What you should do:
Reproduce the passage below on LIGO detector commissioning in its entirety, without any changes.

Initial phase of LIGO started in 2002, and since then data was collected during six science runs. Instrument sensitivity was improving from run to run due to the effort of commissioning team. Initial LIGO has reached designed sensitivity during the last science run, which ended in October 2010.
In parallel with commissioning and data analysis with the initial detector, LIGO group worked on research and development of the next generation detectors. Major instrument upgrade from initial to advanced LIGO started in 2010 and lasted till 2014.
This thesis describes results of commissioning work done at LIGO Livingston site from 2013 until 2015 in parallel with and after the installation of the instrument. This thesis also discusses new techniques and tools developed at the 40m prototype including adaptive filtering, estimation of quantization noise in digital filters and design of isolation kits for ground seismometers.
The first part of this thesis is devoted to the description of methods for bringing interferometer to the linear regime when collection of data becomes possible. States of longitudinal and angular controls of interferometer degrees of freedom during lock acquisition process and in low noise configuration are discussed in details.
Once interferometer is locked and transitioned to low noise regime, instrument produces astrophysics data that should be calibrated to units of meters or strain. The second part of this thesis describes online calibration technique set up in both observatories to monitor the quality of the collected data in real time. Sensitivity analysis was done to understand and eliminate noise sources of the instrument.

Material supplied:
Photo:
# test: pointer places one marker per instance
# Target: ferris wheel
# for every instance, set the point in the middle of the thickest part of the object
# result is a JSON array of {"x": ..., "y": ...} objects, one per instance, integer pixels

Output of the exercise:
Initial phase of LIGO started in 2002, and since then data was collected during six science runs. Instrument sensitivity was improving from run to run due to the effort of commissioning team. Initial LIGO has reached designed sensitivity during the last science run, which ended in October 2010.
In parallel with commissioning and data analysis with the initial detector, LIGO group worked on research and development of the next generation detectors. Major instrument upgrade from initial to advanced LIGO started in 2010 and lasted till 2014.
This thesis describes results of commissioning work done at LIGO Livingston site from 2013 until 2015 in parallel with and after the installation of the instrument. This thesis also discusses new techniques and tools developed at the 40m prototype including adaptive filtering, estimation of quantization noise in digital filters and design of isolation kits for ground seismometers.
The first part of this thesis is devoted to the description of methods for bringing interferometer to the linear regime when collection of data becomes possible. States of longitudinal and angular controls of interferometer degrees of freedom during lock acquisition process and in low noise configuration are discussed in details.
Once interferometer is locked and transitioned to low noise regime, instrument produces astrophysics data that should be calibrated to units of meters or strain. The second part of this thesis describes online calibration technique set up in both observatories to monitor the quality of the collected data in real time. Sensitivity analysis was done to understand and eliminate noise sources of the instrument.